[Location identification entries]
====

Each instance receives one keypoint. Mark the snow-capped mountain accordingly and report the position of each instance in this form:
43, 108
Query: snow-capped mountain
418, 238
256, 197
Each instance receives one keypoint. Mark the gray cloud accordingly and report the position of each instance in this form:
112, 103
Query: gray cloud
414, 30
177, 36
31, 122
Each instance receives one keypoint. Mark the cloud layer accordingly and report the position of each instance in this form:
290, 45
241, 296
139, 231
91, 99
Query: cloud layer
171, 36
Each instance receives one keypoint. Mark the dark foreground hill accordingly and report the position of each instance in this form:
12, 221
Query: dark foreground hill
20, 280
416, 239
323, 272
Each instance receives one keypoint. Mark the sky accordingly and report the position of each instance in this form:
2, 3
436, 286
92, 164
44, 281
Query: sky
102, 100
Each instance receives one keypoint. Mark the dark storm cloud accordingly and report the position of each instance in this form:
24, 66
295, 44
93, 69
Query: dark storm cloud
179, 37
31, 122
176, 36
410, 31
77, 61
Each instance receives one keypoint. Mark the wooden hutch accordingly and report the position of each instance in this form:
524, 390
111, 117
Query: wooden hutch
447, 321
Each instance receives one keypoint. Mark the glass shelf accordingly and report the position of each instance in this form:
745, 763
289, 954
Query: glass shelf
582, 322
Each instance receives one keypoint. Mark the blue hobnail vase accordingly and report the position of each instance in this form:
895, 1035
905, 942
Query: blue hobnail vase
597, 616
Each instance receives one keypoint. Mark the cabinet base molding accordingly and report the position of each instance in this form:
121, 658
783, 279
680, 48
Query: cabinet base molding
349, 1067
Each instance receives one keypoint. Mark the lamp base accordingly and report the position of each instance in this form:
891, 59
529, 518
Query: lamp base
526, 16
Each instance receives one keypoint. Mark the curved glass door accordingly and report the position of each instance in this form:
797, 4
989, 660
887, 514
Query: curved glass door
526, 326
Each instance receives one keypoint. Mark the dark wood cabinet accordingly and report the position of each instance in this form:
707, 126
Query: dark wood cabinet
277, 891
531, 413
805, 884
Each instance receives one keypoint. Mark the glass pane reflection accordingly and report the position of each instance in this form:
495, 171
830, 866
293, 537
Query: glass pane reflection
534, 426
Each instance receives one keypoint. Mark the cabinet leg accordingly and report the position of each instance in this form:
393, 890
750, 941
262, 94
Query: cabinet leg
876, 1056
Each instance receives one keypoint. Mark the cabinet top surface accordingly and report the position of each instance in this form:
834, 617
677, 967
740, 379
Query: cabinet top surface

====

**SHORT TASK**
Give the lines from the one containing "Each instance receives one keypoint. Mark the cabinet leg" through the last line of the entries, inclusive, as a JSON list of strings with one string per line and no blank lines.

**SOLVED EXERCISE**
[
  "Each instance receives one keypoint. Mark the cabinet leg accordingly and report the position of each instance in this form:",
  "393, 890",
  "750, 941",
  "262, 94",
  "Query: cabinet leg",
  "876, 1056",
  "Each instance receives one keypoint. Mark the cabinet top surface accordingly and report the position of each instance in this form:",
  "834, 617",
  "677, 967",
  "740, 379",
  "Query: cabinet top surface"
]